### MATERIAL PROVIDED:
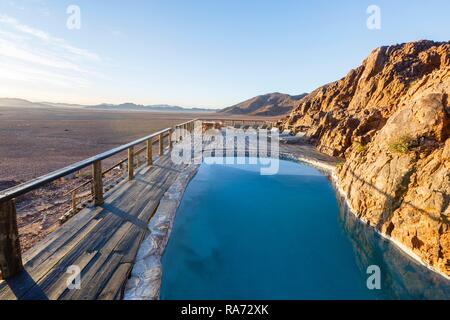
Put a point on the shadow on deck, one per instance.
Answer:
(101, 241)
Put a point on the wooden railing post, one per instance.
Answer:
(150, 152)
(130, 163)
(171, 134)
(161, 144)
(10, 253)
(97, 183)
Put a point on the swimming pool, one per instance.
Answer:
(241, 235)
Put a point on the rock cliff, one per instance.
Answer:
(389, 121)
(272, 104)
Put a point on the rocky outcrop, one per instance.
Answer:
(389, 121)
(272, 104)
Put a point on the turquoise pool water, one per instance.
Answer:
(240, 235)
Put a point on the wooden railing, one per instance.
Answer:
(10, 252)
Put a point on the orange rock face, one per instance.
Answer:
(389, 119)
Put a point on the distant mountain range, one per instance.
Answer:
(21, 103)
(272, 104)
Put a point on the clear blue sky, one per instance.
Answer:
(196, 53)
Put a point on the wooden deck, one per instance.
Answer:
(102, 241)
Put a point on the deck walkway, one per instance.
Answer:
(101, 241)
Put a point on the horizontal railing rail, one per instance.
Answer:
(10, 252)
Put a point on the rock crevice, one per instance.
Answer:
(389, 120)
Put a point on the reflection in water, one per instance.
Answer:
(402, 277)
(240, 235)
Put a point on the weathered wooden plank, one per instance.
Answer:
(96, 241)
(97, 183)
(130, 163)
(113, 290)
(10, 253)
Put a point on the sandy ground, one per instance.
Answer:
(36, 141)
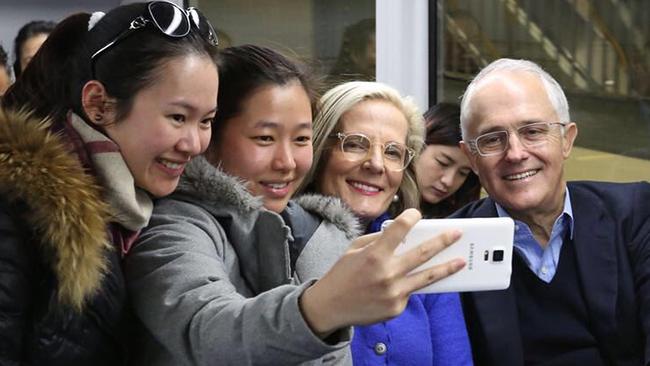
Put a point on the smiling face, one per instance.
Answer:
(269, 143)
(169, 123)
(525, 180)
(441, 170)
(366, 186)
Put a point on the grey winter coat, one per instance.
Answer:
(211, 278)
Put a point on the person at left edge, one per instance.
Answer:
(87, 139)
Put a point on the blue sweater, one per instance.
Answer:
(430, 331)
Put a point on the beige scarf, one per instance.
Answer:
(131, 206)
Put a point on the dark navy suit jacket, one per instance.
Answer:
(612, 244)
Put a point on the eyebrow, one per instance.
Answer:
(272, 124)
(517, 125)
(191, 107)
(447, 157)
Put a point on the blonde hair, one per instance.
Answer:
(340, 99)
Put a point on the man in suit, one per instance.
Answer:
(580, 289)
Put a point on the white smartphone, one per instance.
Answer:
(486, 247)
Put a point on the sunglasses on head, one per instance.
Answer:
(169, 19)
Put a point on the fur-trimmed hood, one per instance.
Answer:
(64, 204)
(213, 187)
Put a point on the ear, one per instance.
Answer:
(470, 156)
(93, 101)
(570, 134)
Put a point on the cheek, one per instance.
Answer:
(303, 161)
(204, 138)
(394, 180)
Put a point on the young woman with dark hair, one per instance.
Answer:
(103, 120)
(232, 272)
(444, 176)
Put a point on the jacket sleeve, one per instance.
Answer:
(450, 342)
(639, 252)
(16, 284)
(180, 277)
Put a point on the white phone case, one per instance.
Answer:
(481, 239)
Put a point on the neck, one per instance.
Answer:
(541, 221)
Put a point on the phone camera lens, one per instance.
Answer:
(497, 255)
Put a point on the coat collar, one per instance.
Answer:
(38, 170)
(594, 228)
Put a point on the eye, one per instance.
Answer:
(264, 139)
(534, 131)
(491, 139)
(178, 118)
(354, 143)
(442, 163)
(207, 123)
(394, 152)
(303, 140)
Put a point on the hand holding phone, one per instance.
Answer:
(486, 246)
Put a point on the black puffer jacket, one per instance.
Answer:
(62, 294)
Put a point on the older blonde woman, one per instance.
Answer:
(365, 138)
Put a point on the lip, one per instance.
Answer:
(174, 171)
(522, 175)
(439, 193)
(276, 189)
(364, 188)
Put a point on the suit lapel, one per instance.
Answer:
(496, 313)
(596, 258)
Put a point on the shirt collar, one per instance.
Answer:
(568, 211)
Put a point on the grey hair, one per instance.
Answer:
(553, 89)
(340, 99)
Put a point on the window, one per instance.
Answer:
(599, 51)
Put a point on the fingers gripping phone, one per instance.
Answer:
(486, 247)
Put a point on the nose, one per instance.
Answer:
(447, 178)
(283, 158)
(515, 151)
(190, 143)
(375, 159)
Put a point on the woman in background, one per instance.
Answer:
(444, 175)
(96, 126)
(365, 137)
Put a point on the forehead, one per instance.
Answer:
(509, 98)
(376, 118)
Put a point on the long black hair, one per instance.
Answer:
(442, 123)
(52, 82)
(26, 32)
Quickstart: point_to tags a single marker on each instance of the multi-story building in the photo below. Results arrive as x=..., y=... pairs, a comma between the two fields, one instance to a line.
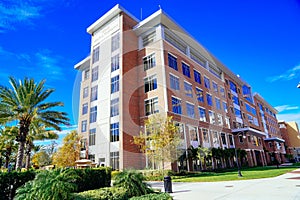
x=273, y=142
x=291, y=135
x=138, y=68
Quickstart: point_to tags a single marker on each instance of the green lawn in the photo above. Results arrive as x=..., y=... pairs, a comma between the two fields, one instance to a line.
x=249, y=173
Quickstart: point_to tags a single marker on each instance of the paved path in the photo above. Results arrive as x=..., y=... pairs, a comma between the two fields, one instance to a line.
x=284, y=187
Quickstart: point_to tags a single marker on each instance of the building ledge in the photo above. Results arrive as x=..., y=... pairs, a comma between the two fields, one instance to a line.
x=249, y=130
x=275, y=139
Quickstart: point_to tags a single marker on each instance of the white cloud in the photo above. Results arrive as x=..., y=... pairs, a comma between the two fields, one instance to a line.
x=289, y=117
x=287, y=75
x=13, y=12
x=283, y=108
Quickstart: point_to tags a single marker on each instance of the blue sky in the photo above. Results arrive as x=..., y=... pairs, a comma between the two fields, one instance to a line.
x=259, y=40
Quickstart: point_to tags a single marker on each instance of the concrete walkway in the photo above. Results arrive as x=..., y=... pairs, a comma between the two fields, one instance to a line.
x=284, y=187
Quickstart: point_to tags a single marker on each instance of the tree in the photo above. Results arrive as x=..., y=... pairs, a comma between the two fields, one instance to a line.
x=7, y=142
x=37, y=131
x=24, y=103
x=69, y=152
x=41, y=159
x=161, y=140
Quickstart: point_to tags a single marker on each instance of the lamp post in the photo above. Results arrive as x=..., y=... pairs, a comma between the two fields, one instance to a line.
x=236, y=156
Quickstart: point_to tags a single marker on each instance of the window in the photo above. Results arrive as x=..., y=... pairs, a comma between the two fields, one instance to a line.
x=95, y=55
x=222, y=91
x=84, y=108
x=176, y=105
x=115, y=42
x=202, y=114
x=193, y=136
x=114, y=160
x=215, y=138
x=174, y=82
x=95, y=73
x=149, y=62
x=151, y=106
x=223, y=137
x=218, y=104
x=172, y=62
x=209, y=99
x=205, y=135
x=85, y=92
x=92, y=137
x=114, y=107
x=231, y=140
x=150, y=83
x=215, y=87
x=220, y=119
x=93, y=114
x=115, y=84
x=197, y=77
x=115, y=63
x=225, y=107
x=211, y=115
x=86, y=74
x=190, y=110
x=114, y=132
x=199, y=94
x=149, y=38
x=186, y=70
x=237, y=113
x=188, y=89
x=227, y=122
x=232, y=86
x=94, y=93
x=206, y=82
x=235, y=100
x=83, y=126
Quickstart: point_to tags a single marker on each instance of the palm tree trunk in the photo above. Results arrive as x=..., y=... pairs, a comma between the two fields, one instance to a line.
x=28, y=154
x=20, y=155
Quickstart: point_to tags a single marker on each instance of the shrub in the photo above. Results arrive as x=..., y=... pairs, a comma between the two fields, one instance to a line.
x=154, y=196
x=93, y=178
x=13, y=179
x=132, y=181
x=108, y=193
x=54, y=185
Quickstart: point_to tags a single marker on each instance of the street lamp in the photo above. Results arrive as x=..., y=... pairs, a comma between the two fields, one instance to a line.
x=236, y=156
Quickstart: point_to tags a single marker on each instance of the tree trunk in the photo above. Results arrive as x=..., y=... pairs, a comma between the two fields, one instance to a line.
x=20, y=155
x=28, y=154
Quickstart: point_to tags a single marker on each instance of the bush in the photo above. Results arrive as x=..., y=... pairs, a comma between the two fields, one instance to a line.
x=132, y=181
x=108, y=193
x=154, y=196
x=93, y=178
x=55, y=185
x=14, y=179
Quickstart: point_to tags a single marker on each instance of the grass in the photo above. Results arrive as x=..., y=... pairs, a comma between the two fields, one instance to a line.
x=249, y=173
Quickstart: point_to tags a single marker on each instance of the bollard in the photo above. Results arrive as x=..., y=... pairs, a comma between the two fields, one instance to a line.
x=168, y=184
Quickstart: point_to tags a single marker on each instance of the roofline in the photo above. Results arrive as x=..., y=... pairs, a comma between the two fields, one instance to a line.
x=164, y=18
x=79, y=65
x=257, y=95
x=117, y=9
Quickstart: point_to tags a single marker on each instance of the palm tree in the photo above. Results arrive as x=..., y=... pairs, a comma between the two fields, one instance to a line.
x=7, y=142
x=24, y=103
x=37, y=131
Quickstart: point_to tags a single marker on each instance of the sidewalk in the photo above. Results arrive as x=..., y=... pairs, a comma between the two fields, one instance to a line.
x=284, y=187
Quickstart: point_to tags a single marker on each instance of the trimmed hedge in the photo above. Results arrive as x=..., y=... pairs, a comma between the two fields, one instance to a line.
x=108, y=193
x=93, y=178
x=14, y=179
x=153, y=196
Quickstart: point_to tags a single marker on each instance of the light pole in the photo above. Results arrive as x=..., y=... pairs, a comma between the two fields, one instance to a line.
x=236, y=155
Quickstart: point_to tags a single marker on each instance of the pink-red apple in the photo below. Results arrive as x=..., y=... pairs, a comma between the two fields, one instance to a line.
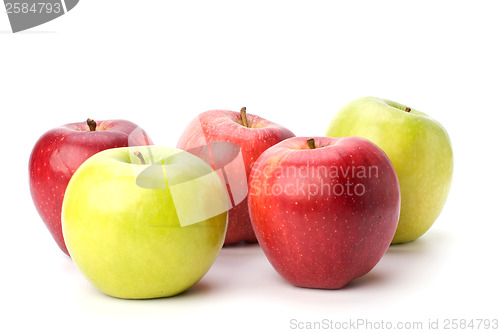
x=60, y=151
x=325, y=209
x=250, y=135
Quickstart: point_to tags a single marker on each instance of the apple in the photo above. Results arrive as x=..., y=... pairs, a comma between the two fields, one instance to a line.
x=144, y=222
x=60, y=151
x=324, y=209
x=418, y=147
x=250, y=135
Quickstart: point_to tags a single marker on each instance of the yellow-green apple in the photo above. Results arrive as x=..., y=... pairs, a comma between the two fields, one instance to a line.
x=59, y=152
x=144, y=222
x=248, y=133
x=324, y=209
x=419, y=148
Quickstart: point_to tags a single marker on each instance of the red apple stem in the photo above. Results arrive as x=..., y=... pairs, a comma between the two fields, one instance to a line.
x=91, y=124
x=140, y=157
x=243, y=113
x=310, y=143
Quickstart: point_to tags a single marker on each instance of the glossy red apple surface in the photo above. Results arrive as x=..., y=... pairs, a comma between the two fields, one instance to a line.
x=324, y=210
x=60, y=151
x=250, y=135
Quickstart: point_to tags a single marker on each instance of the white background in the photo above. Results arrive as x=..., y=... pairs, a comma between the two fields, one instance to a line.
x=160, y=63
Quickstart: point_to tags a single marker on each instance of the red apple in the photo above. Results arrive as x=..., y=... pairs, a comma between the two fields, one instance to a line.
x=60, y=151
x=325, y=209
x=250, y=135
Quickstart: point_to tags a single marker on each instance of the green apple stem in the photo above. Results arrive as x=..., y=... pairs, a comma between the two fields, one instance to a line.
x=91, y=124
x=243, y=113
x=310, y=143
x=140, y=157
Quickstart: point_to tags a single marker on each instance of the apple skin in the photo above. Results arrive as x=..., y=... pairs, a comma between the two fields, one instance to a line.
x=126, y=239
x=227, y=126
x=59, y=152
x=316, y=230
x=418, y=147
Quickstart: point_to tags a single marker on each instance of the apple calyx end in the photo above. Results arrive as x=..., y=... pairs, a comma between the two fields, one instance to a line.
x=243, y=114
x=311, y=144
x=91, y=124
x=140, y=157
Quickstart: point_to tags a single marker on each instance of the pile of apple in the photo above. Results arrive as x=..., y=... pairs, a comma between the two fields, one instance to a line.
x=145, y=221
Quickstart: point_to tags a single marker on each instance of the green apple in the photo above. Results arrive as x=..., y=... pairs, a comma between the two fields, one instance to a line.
x=418, y=147
x=144, y=222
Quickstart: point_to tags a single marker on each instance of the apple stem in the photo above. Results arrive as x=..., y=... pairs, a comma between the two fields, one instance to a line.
x=310, y=143
x=139, y=155
x=243, y=113
x=91, y=124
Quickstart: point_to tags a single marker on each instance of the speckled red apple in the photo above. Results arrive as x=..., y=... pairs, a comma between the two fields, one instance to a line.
x=325, y=209
x=252, y=134
x=60, y=151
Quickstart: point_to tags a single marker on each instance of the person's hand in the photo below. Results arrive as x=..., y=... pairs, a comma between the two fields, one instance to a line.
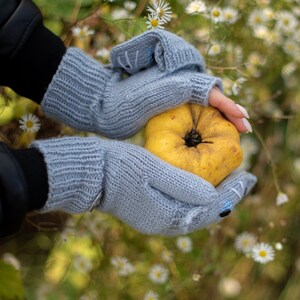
x=132, y=184
x=235, y=113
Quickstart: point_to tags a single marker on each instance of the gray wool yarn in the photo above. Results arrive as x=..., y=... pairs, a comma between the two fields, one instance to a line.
x=130, y=183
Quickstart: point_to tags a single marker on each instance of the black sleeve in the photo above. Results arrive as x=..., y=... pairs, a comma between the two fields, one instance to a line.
x=29, y=53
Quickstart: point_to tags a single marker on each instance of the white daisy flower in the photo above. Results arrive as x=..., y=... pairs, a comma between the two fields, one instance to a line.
x=214, y=50
x=151, y=296
x=230, y=15
x=82, y=263
x=167, y=256
x=196, y=7
x=11, y=260
x=244, y=242
x=281, y=199
x=119, y=14
x=154, y=22
x=184, y=244
x=161, y=9
x=263, y=253
x=30, y=123
x=158, y=274
x=216, y=15
x=123, y=266
x=82, y=32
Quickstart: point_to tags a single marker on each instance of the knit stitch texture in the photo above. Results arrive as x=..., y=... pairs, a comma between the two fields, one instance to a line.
x=91, y=97
x=132, y=184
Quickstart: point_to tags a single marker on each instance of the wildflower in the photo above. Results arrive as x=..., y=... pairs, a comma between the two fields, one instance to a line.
x=196, y=277
x=237, y=85
x=154, y=22
x=281, y=199
x=278, y=246
x=184, y=244
x=229, y=287
x=123, y=266
x=130, y=5
x=214, y=50
x=216, y=15
x=11, y=260
x=82, y=263
x=245, y=241
x=196, y=7
x=167, y=256
x=82, y=32
x=161, y=9
x=151, y=296
x=230, y=15
x=158, y=274
x=263, y=253
x=286, y=22
x=291, y=47
x=30, y=123
x=297, y=165
x=249, y=145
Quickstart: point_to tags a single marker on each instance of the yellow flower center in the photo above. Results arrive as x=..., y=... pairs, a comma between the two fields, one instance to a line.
x=262, y=253
x=154, y=22
x=216, y=13
x=257, y=20
x=29, y=124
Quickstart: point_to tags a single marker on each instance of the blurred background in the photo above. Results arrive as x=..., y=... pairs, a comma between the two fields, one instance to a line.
x=254, y=46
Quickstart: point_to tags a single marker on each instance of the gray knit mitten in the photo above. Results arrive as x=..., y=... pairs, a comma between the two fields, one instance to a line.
x=92, y=97
x=132, y=184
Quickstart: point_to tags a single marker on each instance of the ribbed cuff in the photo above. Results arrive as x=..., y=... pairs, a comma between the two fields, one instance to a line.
x=75, y=94
x=75, y=169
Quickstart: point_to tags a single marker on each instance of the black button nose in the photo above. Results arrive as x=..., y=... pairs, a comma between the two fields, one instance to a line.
x=225, y=213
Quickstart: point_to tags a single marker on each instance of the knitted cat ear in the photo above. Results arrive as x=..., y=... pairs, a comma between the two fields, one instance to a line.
x=169, y=51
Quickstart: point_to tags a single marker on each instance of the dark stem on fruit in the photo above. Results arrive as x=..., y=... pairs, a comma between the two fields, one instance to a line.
x=193, y=138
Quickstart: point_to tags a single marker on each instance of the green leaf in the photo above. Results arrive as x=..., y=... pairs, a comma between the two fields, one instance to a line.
x=11, y=286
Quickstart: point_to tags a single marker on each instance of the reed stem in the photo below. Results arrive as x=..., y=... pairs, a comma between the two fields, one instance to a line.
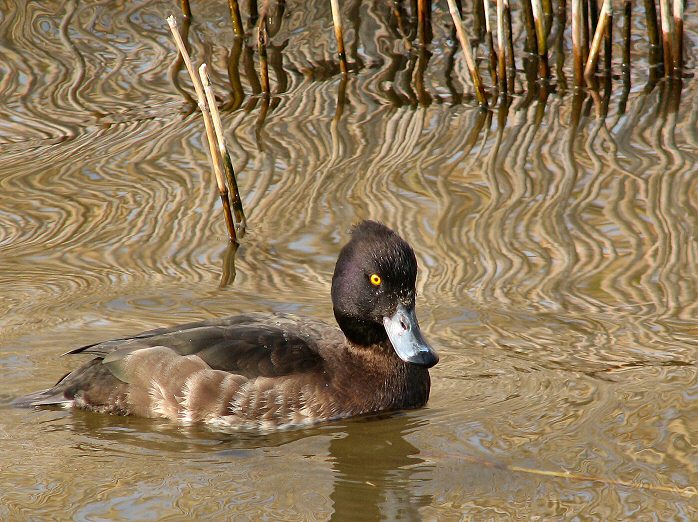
x=666, y=36
x=236, y=202
x=509, y=38
x=186, y=9
x=655, y=54
x=339, y=35
x=465, y=45
x=604, y=19
x=201, y=99
x=422, y=20
x=529, y=25
x=262, y=41
x=542, y=40
x=678, y=37
x=490, y=43
x=238, y=29
x=577, y=42
x=500, y=47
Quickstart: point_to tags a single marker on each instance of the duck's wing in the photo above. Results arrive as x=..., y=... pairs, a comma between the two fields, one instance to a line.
x=254, y=345
x=202, y=370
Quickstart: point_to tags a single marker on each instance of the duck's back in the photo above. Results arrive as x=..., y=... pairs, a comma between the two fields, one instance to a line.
x=255, y=370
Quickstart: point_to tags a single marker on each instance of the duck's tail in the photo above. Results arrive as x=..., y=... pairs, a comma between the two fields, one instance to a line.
x=53, y=396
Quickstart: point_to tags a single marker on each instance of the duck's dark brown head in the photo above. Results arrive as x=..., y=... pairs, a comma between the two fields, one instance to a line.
x=373, y=293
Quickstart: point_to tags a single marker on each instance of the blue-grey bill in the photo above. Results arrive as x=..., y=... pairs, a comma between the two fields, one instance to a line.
x=406, y=337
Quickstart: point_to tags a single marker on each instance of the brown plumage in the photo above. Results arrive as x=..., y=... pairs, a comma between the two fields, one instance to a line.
x=266, y=371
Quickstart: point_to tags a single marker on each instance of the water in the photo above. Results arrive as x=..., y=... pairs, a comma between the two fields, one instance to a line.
x=557, y=256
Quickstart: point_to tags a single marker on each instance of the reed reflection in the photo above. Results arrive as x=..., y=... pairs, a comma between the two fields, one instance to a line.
x=378, y=474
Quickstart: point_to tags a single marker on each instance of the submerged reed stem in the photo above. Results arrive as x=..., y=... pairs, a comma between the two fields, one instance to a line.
x=467, y=52
x=601, y=27
x=666, y=36
x=339, y=35
x=235, y=16
x=186, y=9
x=678, y=37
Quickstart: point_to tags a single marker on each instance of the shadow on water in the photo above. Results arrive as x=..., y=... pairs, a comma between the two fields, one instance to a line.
x=555, y=234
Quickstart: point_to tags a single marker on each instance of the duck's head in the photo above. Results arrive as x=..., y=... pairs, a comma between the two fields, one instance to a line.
x=373, y=293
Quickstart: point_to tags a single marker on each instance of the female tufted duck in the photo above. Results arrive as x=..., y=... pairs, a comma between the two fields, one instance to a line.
x=273, y=370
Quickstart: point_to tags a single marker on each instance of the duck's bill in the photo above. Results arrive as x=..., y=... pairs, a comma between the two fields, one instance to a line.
x=406, y=337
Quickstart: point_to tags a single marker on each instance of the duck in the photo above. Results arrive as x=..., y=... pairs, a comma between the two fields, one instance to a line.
x=268, y=371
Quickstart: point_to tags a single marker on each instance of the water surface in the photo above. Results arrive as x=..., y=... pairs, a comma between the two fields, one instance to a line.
x=557, y=253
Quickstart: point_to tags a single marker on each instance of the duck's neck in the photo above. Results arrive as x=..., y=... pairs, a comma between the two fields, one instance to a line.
x=362, y=333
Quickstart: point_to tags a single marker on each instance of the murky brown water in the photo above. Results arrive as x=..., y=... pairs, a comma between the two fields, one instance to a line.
x=558, y=269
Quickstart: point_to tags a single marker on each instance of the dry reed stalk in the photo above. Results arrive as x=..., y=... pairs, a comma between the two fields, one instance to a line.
x=490, y=43
x=509, y=38
x=186, y=9
x=238, y=94
x=474, y=73
x=422, y=6
x=608, y=45
x=235, y=16
x=236, y=201
x=527, y=10
x=585, y=29
x=262, y=41
x=548, y=16
x=201, y=98
x=561, y=16
x=542, y=39
x=339, y=34
x=577, y=42
x=601, y=27
x=500, y=46
x=627, y=12
x=655, y=54
x=677, y=46
x=479, y=24
x=666, y=36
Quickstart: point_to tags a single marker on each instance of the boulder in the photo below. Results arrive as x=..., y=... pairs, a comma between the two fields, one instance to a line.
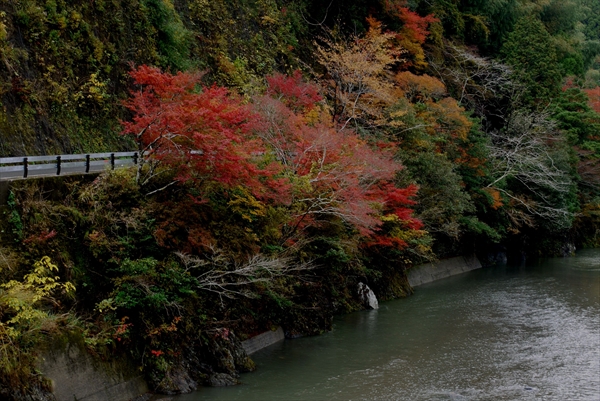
x=367, y=296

### TASK TO COMPLETE:
Copy out the range of lines above starting at the line with "Put a point on the person" and ending at the line with "Put a point on the blonde", exactly and including both.

### ANSWER SECTION:
Put a point on the person at left edge, one per instance.
Answer:
(87, 139)
Put a point on the blue sweater, one per instance.
Answer:
(430, 331)
Put a point on the beige scarf, one per instance.
Answer:
(131, 206)
Put a point on the dark navy suit jacket, one per instance.
Answer:
(612, 244)
Put a point on the eyebrow, one per instance.
Answer:
(272, 124)
(517, 125)
(191, 107)
(447, 157)
Put a point on the blonde hair, one per instance.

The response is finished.